- [Exercise requirements] The entries below are to be repeated exactly, and their pictures left out.

(Photo-based referring expression data)

Start of Block

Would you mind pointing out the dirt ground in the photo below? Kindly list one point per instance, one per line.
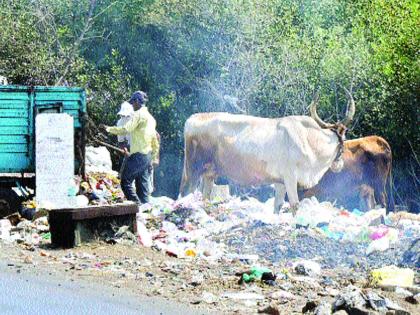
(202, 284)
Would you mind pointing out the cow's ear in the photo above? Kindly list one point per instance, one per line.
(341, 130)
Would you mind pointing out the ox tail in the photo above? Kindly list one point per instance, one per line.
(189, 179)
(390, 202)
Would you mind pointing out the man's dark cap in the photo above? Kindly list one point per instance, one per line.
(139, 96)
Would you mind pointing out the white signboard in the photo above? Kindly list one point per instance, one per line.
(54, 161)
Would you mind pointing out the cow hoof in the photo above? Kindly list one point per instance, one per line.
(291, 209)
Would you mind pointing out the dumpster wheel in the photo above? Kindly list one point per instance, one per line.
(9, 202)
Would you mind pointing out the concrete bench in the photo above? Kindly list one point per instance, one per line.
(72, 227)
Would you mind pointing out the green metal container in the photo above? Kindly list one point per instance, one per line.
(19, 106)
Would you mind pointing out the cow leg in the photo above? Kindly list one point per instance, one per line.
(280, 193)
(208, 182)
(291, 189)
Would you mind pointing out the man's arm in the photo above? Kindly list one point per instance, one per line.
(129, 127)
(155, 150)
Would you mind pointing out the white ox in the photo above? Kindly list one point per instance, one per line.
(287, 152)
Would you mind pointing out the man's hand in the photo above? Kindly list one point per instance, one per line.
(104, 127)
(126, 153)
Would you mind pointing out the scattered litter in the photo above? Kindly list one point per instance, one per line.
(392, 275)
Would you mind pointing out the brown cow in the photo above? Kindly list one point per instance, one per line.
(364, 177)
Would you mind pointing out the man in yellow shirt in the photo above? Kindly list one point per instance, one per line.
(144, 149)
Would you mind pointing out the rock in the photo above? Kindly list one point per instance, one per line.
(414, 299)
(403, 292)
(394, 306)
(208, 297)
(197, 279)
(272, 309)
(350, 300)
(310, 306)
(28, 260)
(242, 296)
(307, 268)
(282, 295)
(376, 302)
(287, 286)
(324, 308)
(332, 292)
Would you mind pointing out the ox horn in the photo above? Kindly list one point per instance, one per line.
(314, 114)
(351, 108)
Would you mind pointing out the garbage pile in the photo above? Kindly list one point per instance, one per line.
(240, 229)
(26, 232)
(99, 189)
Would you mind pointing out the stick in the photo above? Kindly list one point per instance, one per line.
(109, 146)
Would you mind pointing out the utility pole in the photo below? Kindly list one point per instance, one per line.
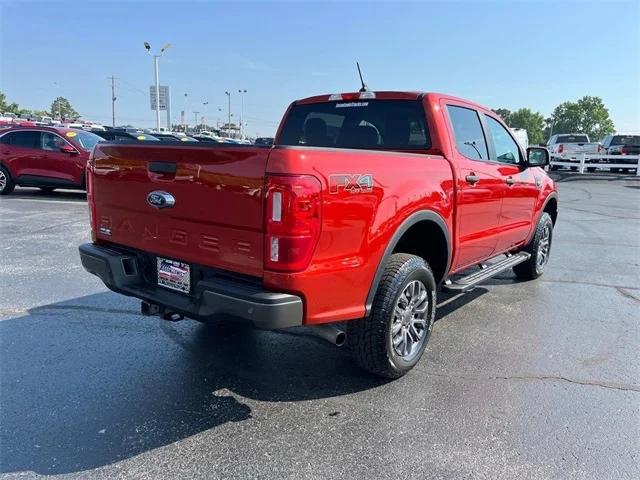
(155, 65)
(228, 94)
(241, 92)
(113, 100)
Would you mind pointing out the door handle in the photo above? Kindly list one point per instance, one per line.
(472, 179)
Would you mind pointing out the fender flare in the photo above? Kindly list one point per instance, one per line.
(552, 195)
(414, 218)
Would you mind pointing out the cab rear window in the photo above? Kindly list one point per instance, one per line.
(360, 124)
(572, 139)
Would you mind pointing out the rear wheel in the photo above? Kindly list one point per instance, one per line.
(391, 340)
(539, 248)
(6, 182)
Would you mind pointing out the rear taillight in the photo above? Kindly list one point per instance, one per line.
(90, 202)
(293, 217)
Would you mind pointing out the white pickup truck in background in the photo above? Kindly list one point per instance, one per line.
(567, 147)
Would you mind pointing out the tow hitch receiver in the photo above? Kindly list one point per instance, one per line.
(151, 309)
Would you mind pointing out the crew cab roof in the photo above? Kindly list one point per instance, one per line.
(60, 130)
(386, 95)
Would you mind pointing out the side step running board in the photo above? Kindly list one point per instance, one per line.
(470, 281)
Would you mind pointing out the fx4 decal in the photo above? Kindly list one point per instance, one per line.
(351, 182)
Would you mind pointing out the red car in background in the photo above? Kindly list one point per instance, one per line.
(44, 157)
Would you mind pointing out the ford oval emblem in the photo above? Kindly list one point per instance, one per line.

End of Block

- [Solved problem]
Would you mind pointing out the dirt ground in the photo below? Kindly list one point per instance, one per line.
(202, 284)
Would you mind pointing out the cow's ear in the photo above? Kindly list one point per instance, one per line.
(341, 130)
Would you mind pointing out the ox tail in the photo above? Kindly list one point per instance, one per line.
(189, 179)
(390, 202)
Would you mind pointing out the man's dark cap in the photo above? Kindly list one point per instance, one per line.
(139, 96)
Would you mind pointing out the white signboard in the photo above? Kindly list one point per instance, one per line.
(54, 161)
Would you mind pointing out the cow hoof in the photo above? Kindly list one point per instance, one per line.
(291, 209)
Would you mind pointing out the dumpster wheel in the photo above? Kindly list one point per instance, one per line.
(9, 202)
Would you mind pointing out the concrete bench in the photo above? Kindly list one point per instance, one per line.
(72, 227)
Would you mind pointing out the green metal container in the photo above? Kindly list one point per instance, one per line.
(19, 106)
Would you mind pointing out the cow leg in the photo above? Kindly list one point per instance, one per line.
(280, 193)
(208, 182)
(291, 189)
Would you mind pointing out the man's arm in the photo above? Kindly list one point per instance, one per line.
(129, 127)
(155, 150)
Would you mind pointing out the white ox in the photo above? Kindly list one point per instance, one per line.
(287, 152)
Would you mind pointing out the man's hand in the photo above? Kindly list one point per instance, one per line.
(104, 127)
(126, 153)
Would you mind pointing out the scattered litter in the photo above? Kindly list one point per instance, one per line.
(392, 275)
Would you mind pointing out the brown cow in the photo above? Kindly list one point per instance, one per line.
(364, 177)
Would you mind pointing out the man in yellow shirt in the photo above? Kindly list one point per instance, one per line.
(144, 149)
Would you mind pointing out the rock in the photo above? Kindly list one point per instance, one per line.
(414, 299)
(403, 292)
(394, 306)
(208, 297)
(197, 279)
(272, 309)
(350, 300)
(310, 306)
(28, 260)
(242, 296)
(307, 268)
(282, 295)
(376, 302)
(287, 286)
(324, 308)
(332, 292)
Would you mind pointing out the ox horn in the photo above? Kindly list one point per instance, one per line.
(314, 114)
(351, 108)
Would you mind pointing out the garbage pile in the photo above? Kindly list one point per instance, one per line.
(240, 229)
(26, 232)
(99, 189)
Would you mind pointing out the stick in the photo above? Kindly list one point per instance, one per line.
(109, 146)
Would you mind pointing out the utility pole in the photo below? Kindly list one point per instance, one per line.
(155, 65)
(228, 94)
(241, 92)
(113, 100)
Would you mind pointing out the door handle in the photo above? Kindly list one point per instance, one per line.
(472, 179)
Would you mind pointing out the fender flare in the photo above? Kindly list one point per instance, one per line.
(552, 195)
(414, 218)
Would you mind pointing out the cab rear window in the photo above? Kindly list one point per instance, one per line.
(360, 124)
(572, 139)
Would you mind pointing out the rear wheel in the photo above? Kindly list one point per instance, one per line.
(391, 340)
(539, 248)
(6, 182)
Would you mind pointing out the rear taillight in the photo above? Kindly list one point per instance, one per line.
(90, 202)
(293, 217)
Would you mind pointing out the white pickup truck in background in the photo above? Kindly list one point per instance, one per line.
(567, 147)
Would you mind pointing out the tow hitch receiver in the photo above? Kindly list one point per instance, one per line.
(151, 309)
Would you mind pointing out the crew cab roof in the photo above? Kindly list one point per instance, one per line.
(60, 130)
(386, 95)
Would you mind pointing out the side step running board in the photo above? Kindly list one point per instance, one per line.
(470, 281)
Would you mind pointing out the fx4 decal in the photo above? Kindly list one point per instance, one per line.
(351, 182)
Would you mind pointing out the red car in background in the photo above? Kindly list one point per instance, one per line.
(44, 157)
Would you mind pointing out the ford oval emblem in the photo above? Kindly list one point per instance, one per line.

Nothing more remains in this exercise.